→ WHAT YOU HAVE TO DO
Print everything in the book review below from "Most Helpful Customer" down to "and Deceivers (Hardcover)", word for word.

→ SOURCE TEXT
*** Begin section ***
Most Helpful Customer Reviews
70 of 81 people found the following review helpful:
4.0 out of 5 stars
How much would you pay to get inside the enemy's mind?, March 23, 2005
This review is from: The Art of Intrusion: The Real Stories Behind the Exploits of Hackers, Intruders and Deceivers (Hardcover)
Over two years ago I read and reviewed 'The Art of Deception,' also by Mitnick and Simon. I thought that book was 'original, entertaining, [and] scary.' Those same adjectives apply to 'The Art of Intrusion' (TAOI). While I also add 'disappointing' and 'disturbing' to the description of TAOI, sections of the new book make it an absolute must-read. If you want to understand the consequences of systematic, long-term compromise of your enterprise, you must read and heed the lessons of TAOI.
This book may provide the closest look inside an intruder's mind the security community has yet seen. There is simply no substitute for understanding the methodology, goals, and determination of a skilled intruder. Chapter 8 brings the world of the enemy to life, describing separate incidents where crackers stole intellectual property from enterprise networks. These intruders were patient and methodical, taking months to locate, acquire, and transfer their prey. I have encountered this sort of adversary as a real security consultant (explanation follows), but never read supposed first-hand accounts from the enemy's point of view. Chapter 8 alone makes the book worth purchasing.
Why is the book 'disappointing' and 'disturbing' then? I was repeatedly disgusted to read about so-called 'security consultants' who are 'published authors on security topics' (p. 168), who describe themselves as 'white-hats' but acknowledge defacing sites 'where security was so shoddy someone needed to be taught a lesson (p. 143), and who are 'respected security professionals by day and become a black-hat hacker by night, honing the skills that pay their mortgage by hacking into the most resilient software companies on the planet' (p. 166). Attaching the label 'security professional' to these criminals -- still active by some accounts -- is a crime itself. At least Mitnick perpetrated his crime and did his time. These people, however skilled, are a black mark on the security community -- they literally perform the crimes for which their 'skills' are then required. The mitigating factor for me is that these intruders shared their stories for the benefit of the community. For that I am grateful, but I'd also like to hear they've hung up their black hats!
*** End section ***
Collected data
*** Begin section ***
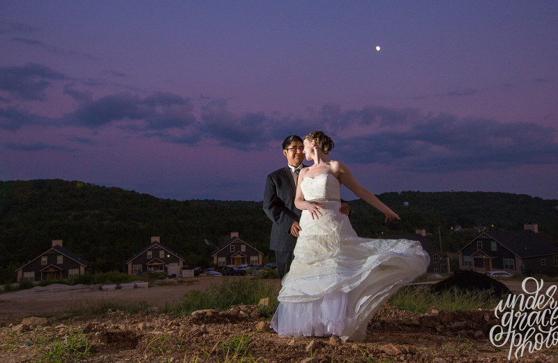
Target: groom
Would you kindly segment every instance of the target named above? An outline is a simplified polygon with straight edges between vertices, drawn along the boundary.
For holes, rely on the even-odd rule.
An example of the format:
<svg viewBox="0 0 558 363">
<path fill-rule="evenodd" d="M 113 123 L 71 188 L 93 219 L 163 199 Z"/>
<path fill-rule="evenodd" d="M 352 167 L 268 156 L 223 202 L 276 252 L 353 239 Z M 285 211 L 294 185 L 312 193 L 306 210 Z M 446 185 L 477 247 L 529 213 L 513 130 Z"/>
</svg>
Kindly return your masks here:
<svg viewBox="0 0 558 363">
<path fill-rule="evenodd" d="M 306 168 L 302 164 L 304 146 L 300 136 L 288 136 L 282 147 L 287 165 L 267 176 L 264 193 L 264 211 L 273 223 L 269 249 L 275 251 L 277 270 L 281 279 L 289 272 L 294 258 L 296 238 L 302 230 L 299 225 L 301 210 L 294 207 L 294 196 L 299 172 Z M 349 205 L 343 202 L 339 212 L 349 215 Z"/>
</svg>

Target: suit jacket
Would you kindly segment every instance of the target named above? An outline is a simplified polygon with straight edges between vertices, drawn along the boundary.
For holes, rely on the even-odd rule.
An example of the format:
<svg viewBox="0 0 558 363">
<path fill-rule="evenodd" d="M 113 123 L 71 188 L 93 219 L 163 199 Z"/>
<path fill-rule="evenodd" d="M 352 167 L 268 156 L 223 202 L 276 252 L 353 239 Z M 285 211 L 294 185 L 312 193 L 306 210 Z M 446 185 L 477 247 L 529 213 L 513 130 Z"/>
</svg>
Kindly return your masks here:
<svg viewBox="0 0 558 363">
<path fill-rule="evenodd" d="M 303 165 L 303 168 L 306 165 Z M 292 251 L 296 237 L 291 232 L 293 222 L 301 219 L 301 210 L 294 207 L 296 187 L 288 166 L 267 176 L 264 193 L 264 211 L 273 222 L 269 249 L 273 251 Z"/>
</svg>

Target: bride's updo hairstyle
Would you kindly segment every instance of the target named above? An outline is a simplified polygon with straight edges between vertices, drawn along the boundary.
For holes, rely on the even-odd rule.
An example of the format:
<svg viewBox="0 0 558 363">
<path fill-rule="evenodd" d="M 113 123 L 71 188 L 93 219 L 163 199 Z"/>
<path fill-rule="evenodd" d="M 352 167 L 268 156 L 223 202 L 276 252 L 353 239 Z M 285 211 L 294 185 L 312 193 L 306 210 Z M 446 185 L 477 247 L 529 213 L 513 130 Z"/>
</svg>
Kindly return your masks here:
<svg viewBox="0 0 558 363">
<path fill-rule="evenodd" d="M 328 154 L 333 148 L 333 140 L 323 133 L 323 131 L 314 131 L 308 134 L 304 140 L 308 139 L 308 141 L 314 140 L 316 145 L 322 150 L 324 154 Z"/>
</svg>

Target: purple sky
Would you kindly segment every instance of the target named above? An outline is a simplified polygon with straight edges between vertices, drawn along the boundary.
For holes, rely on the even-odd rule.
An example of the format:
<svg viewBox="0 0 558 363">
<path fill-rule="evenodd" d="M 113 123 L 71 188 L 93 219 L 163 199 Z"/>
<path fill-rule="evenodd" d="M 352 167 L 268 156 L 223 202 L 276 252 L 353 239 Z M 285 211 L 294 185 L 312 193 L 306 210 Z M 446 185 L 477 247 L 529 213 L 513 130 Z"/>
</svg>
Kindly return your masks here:
<svg viewBox="0 0 558 363">
<path fill-rule="evenodd" d="M 0 0 L 0 180 L 261 200 L 283 138 L 323 130 L 376 193 L 558 198 L 556 19 L 555 1 Z"/>
</svg>

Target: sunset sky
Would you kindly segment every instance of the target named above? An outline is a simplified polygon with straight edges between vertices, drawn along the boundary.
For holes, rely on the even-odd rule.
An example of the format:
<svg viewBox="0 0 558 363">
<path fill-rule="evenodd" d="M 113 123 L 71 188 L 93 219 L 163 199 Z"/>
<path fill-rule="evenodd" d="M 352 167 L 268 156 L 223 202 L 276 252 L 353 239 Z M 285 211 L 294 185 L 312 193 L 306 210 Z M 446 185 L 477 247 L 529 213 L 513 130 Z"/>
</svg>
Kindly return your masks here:
<svg viewBox="0 0 558 363">
<path fill-rule="evenodd" d="M 555 1 L 0 0 L 0 180 L 262 200 L 282 140 L 322 130 L 375 193 L 558 199 L 557 19 Z"/>
</svg>

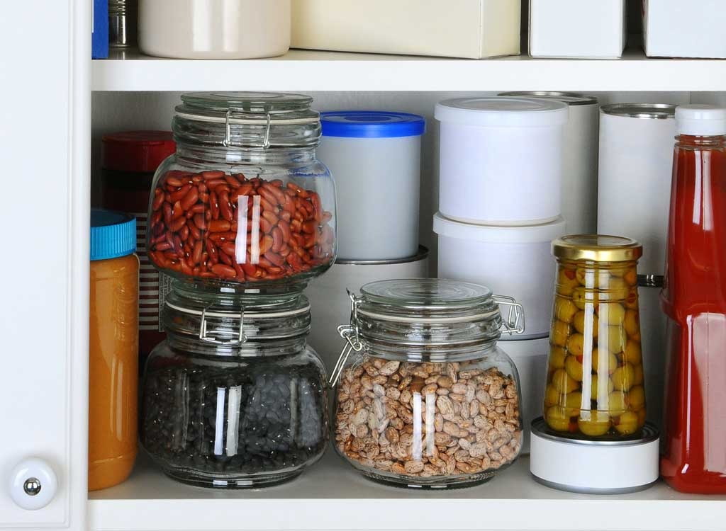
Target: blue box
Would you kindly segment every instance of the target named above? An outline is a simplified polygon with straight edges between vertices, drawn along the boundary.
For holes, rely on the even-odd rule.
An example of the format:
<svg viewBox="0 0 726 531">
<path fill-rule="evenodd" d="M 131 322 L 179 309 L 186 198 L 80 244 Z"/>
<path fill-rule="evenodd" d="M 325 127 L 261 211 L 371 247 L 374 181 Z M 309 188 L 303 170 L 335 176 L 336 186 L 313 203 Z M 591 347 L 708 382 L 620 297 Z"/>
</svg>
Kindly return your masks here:
<svg viewBox="0 0 726 531">
<path fill-rule="evenodd" d="M 91 57 L 108 57 L 108 0 L 93 1 L 93 30 L 91 32 Z"/>
</svg>

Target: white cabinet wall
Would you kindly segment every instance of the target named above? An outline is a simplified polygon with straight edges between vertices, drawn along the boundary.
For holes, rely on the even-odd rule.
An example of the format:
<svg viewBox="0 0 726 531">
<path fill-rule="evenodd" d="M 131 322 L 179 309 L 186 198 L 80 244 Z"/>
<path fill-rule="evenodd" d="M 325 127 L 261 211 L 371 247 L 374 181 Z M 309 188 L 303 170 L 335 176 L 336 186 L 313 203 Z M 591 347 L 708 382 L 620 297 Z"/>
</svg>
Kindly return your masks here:
<svg viewBox="0 0 726 531">
<path fill-rule="evenodd" d="M 725 528 L 726 497 L 681 495 L 662 483 L 627 495 L 573 495 L 535 483 L 526 458 L 492 483 L 427 492 L 373 484 L 330 451 L 290 484 L 220 492 L 176 484 L 141 456 L 129 481 L 90 495 L 86 461 L 90 176 L 99 169 L 102 133 L 168 128 L 179 94 L 188 90 L 298 91 L 313 95 L 321 110 L 424 115 L 420 237 L 435 252 L 438 125 L 432 113 L 439 100 L 564 90 L 595 93 L 603 102 L 726 103 L 726 62 L 649 60 L 637 52 L 604 62 L 293 51 L 250 62 L 171 61 L 131 52 L 91 62 L 89 0 L 6 4 L 0 16 L 7 242 L 0 310 L 0 530 Z M 36 511 L 11 498 L 11 473 L 28 458 L 46 463 L 58 482 L 48 505 Z"/>
</svg>

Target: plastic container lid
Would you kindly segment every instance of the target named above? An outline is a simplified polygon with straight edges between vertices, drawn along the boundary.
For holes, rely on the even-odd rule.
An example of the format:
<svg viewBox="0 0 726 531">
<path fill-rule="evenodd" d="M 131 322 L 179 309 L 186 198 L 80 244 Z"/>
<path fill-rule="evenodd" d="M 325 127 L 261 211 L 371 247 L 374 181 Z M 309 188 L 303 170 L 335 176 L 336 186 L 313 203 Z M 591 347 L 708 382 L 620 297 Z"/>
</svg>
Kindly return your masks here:
<svg viewBox="0 0 726 531">
<path fill-rule="evenodd" d="M 565 221 L 558 218 L 555 221 L 542 225 L 499 226 L 495 225 L 472 225 L 453 221 L 440 213 L 433 215 L 433 231 L 439 236 L 468 239 L 473 242 L 491 243 L 542 243 L 552 242 L 565 232 Z"/>
<path fill-rule="evenodd" d="M 176 151 L 171 131 L 131 131 L 102 139 L 101 165 L 115 171 L 153 173 Z"/>
<path fill-rule="evenodd" d="M 91 261 L 136 252 L 136 218 L 121 212 L 91 209 Z"/>
<path fill-rule="evenodd" d="M 726 135 L 726 107 L 681 105 L 676 109 L 676 127 L 680 135 Z"/>
<path fill-rule="evenodd" d="M 436 104 L 441 122 L 483 127 L 547 127 L 567 123 L 566 104 L 554 99 L 505 96 L 457 98 Z"/>
<path fill-rule="evenodd" d="M 393 139 L 426 132 L 423 116 L 386 111 L 330 111 L 320 114 L 323 136 Z"/>
</svg>

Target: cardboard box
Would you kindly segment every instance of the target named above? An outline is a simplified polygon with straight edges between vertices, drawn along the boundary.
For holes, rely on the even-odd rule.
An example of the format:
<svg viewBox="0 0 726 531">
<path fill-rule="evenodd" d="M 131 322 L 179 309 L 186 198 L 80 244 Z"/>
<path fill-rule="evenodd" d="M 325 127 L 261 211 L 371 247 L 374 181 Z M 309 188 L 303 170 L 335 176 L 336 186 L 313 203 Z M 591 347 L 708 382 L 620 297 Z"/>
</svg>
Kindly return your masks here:
<svg viewBox="0 0 726 531">
<path fill-rule="evenodd" d="M 619 59 L 626 13 L 625 0 L 530 0 L 529 54 Z"/>
<path fill-rule="evenodd" d="M 518 55 L 521 14 L 519 0 L 293 0 L 293 48 Z"/>
<path fill-rule="evenodd" d="M 649 57 L 726 59 L 724 0 L 643 0 L 643 20 Z"/>
</svg>

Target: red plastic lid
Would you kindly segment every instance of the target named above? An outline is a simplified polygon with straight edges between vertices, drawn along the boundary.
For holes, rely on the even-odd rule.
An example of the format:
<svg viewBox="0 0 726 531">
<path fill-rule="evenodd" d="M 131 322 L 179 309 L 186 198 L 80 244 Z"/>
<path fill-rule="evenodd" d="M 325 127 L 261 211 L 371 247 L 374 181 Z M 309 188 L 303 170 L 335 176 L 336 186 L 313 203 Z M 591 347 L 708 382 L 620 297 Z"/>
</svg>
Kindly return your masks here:
<svg viewBox="0 0 726 531">
<path fill-rule="evenodd" d="M 171 131 L 132 131 L 105 135 L 101 165 L 116 171 L 156 171 L 162 161 L 176 151 Z"/>
</svg>

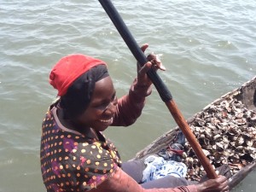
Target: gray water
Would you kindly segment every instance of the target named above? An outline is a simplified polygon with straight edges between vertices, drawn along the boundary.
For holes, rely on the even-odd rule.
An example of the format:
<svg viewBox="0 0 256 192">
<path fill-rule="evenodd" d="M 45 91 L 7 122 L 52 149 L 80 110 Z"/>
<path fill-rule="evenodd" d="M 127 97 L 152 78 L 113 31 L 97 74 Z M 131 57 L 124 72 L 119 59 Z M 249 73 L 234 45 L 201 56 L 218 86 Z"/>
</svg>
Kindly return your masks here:
<svg viewBox="0 0 256 192">
<path fill-rule="evenodd" d="M 254 0 L 113 0 L 139 44 L 161 54 L 159 74 L 185 118 L 256 72 Z M 136 61 L 97 1 L 0 0 L 0 191 L 43 192 L 41 122 L 56 91 L 49 73 L 62 56 L 83 53 L 108 64 L 118 96 Z M 155 89 L 141 118 L 106 136 L 124 160 L 176 125 Z M 234 191 L 254 192 L 256 172 Z"/>
</svg>

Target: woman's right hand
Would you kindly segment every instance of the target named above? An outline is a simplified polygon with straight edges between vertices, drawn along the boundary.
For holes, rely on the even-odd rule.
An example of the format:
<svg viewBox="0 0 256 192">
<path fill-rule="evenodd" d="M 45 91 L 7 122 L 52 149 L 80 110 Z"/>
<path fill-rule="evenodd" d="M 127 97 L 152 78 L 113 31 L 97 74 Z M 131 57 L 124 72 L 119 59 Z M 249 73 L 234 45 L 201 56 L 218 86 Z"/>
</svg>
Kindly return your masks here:
<svg viewBox="0 0 256 192">
<path fill-rule="evenodd" d="M 218 176 L 215 179 L 209 179 L 196 184 L 198 192 L 228 192 L 229 182 L 226 177 Z"/>
</svg>

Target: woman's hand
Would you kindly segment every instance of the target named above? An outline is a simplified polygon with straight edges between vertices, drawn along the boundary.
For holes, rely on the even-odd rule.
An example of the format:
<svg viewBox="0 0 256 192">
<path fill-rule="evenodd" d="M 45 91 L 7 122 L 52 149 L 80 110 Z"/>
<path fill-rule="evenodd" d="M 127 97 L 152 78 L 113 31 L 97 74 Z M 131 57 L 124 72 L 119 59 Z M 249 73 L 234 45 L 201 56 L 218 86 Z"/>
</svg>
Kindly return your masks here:
<svg viewBox="0 0 256 192">
<path fill-rule="evenodd" d="M 148 44 L 143 44 L 141 49 L 143 52 L 148 47 Z M 148 62 L 146 62 L 143 67 L 140 67 L 140 64 L 137 63 L 137 85 L 138 86 L 145 86 L 148 87 L 152 84 L 151 80 L 147 75 L 147 72 L 150 70 L 150 68 L 154 68 L 154 70 L 160 69 L 165 71 L 166 67 L 162 65 L 160 58 L 157 55 L 151 53 L 147 56 Z"/>
<path fill-rule="evenodd" d="M 196 184 L 198 192 L 228 192 L 229 182 L 226 177 L 218 176 L 215 179 L 209 179 Z"/>
</svg>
*** End section ***
→ YOUR SOLUTION
Most Helpful Customer Reviews
70 of 81 people found the following review helpful:
4.0 out of 5 stars
How much would you pay to get inside the enemy's mind?, March 23, 2005
This review is from: The Art of Intrusion: The Real Stories Behind the Exploits of Hackers, Intruders and Deceivers (Hardcover)